Reproduce all of the material, keeping each line intact.

• [INFORMATION]
______________________________
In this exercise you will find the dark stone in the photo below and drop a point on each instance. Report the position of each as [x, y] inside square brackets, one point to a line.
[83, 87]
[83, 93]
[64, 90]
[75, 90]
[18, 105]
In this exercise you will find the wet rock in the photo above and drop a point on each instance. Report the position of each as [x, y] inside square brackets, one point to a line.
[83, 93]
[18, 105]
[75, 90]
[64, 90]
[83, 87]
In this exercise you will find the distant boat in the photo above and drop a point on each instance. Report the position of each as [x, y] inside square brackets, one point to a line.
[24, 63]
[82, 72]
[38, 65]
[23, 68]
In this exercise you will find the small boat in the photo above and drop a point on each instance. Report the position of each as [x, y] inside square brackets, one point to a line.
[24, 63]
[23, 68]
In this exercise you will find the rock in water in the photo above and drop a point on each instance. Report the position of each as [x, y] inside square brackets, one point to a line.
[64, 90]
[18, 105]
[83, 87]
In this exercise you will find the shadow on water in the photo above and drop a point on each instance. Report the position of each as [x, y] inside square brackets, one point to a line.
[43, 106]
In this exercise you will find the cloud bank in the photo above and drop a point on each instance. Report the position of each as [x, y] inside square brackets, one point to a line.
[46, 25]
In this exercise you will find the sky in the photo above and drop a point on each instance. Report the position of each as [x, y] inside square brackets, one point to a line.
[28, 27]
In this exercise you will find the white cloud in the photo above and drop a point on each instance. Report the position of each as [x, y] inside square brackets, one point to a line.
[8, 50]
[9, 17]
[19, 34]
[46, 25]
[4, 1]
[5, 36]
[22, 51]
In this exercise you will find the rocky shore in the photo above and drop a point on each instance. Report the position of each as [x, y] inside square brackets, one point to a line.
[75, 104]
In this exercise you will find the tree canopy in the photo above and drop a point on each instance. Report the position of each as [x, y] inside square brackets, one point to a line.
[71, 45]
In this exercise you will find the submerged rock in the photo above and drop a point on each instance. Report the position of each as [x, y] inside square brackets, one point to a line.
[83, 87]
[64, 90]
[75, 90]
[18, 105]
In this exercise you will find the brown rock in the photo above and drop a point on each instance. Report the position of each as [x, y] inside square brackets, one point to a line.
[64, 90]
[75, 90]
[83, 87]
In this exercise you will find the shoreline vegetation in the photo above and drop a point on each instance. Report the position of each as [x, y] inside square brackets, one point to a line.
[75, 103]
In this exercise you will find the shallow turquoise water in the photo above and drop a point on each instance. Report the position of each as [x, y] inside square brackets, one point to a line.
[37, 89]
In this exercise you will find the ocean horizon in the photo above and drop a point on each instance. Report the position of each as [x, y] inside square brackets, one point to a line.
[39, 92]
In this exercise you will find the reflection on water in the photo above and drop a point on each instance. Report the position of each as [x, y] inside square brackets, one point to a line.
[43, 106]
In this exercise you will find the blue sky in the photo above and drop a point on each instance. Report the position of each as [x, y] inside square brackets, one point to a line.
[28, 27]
______________________________
• [OUTPUT FOR THIS TASK]
In this exercise you will find the dark stone in the photo below and drop a point on each instance. Report the position of each as [x, y] inside square brackets, one point to a line.
[83, 87]
[83, 93]
[64, 90]
[75, 90]
[18, 105]
In this exercise you will find the wet rock in the photo above and drop a point on each instance. Report the position of each as [x, y] inside square brackets, one point to a line.
[83, 93]
[18, 105]
[75, 90]
[64, 90]
[83, 87]
In this exercise you will find the distant boat in the photo above and drop a point on each instance. Report the position of each as [x, y] inside square brackets, one point to a line.
[24, 63]
[82, 72]
[38, 65]
[23, 68]
In this exercise you will find the small boat in the photo above and drop a point on each instance. Report the position of each as [x, y] inside square brackets, one point to a line.
[24, 63]
[23, 68]
In this exercise you will find the rock in water in the photo above and drop a point on each instance. Report the position of each as [x, y] inside square brackets, one point to a line.
[64, 90]
[18, 105]
[83, 87]
In this exercise you will find the shadow on water in the photo above and drop a point on each instance. Report the position of each as [x, y] inside square brackets, one point to a line.
[43, 106]
In this exercise you will find the cloud bank in the photo above and drop a point on each instance. Report the position of each as [x, y] inside square brackets, one point to a line.
[46, 25]
In this exercise you will find the sky in the photo above and drop a point on each instance. Report the position of each as [x, y] inside square brackets, one point to a line.
[28, 27]
In this exercise you will find the white cloud in the photo above and drop a point on each instance. Report the position of each as [x, y] inside square brackets, one point to a line.
[8, 50]
[9, 17]
[19, 34]
[46, 25]
[4, 1]
[5, 36]
[22, 51]
In this exercise you will find the rocky shore in the photo above and drop a point on each instance. Report the position of each as [x, y] inside square brackets, one point to a line.
[75, 104]
In this exercise you will find the tree canopy in the photo above and drop a point on each instance. Report the position of each as [x, y] inside square brackets, one point to a line.
[71, 45]
In this exercise you will find the submerged rock in the photo above and drop a point on each instance. Report the position of each as [x, y] inside square brackets, one point to a line.
[83, 87]
[64, 90]
[75, 90]
[18, 105]
In this exercise you will find the brown rock in the photo above and drop a point on each instance. Report the position of each as [x, y] inside square brackets, one point to a line.
[64, 90]
[75, 90]
[83, 87]
In this exercise you will find the shoreline vegetation in the photo above and drop a point on each instance. Report the position of each as [x, y] inside square brackets, one point to a line.
[75, 103]
In this exercise you will find the shallow turquoise water in the photo above and drop a point on each instance. Report the position of each as [x, y] inside square brackets, one point to a line.
[37, 89]
In this exercise you will find the ocean horizon in the photo above and drop a point on each instance. Report the position of each as [x, y] inside square brackets, one point to a line.
[39, 92]
In this exercise you will find the reflection on water in the photo above and drop a point on each instance. Report the position of each as [x, y] inside square brackets, one point to a line.
[43, 106]
In this exercise you will find the blue sky in the photo above and drop a point on each instance. Report the position of each as [x, y] inside square brackets, one point to a line.
[28, 27]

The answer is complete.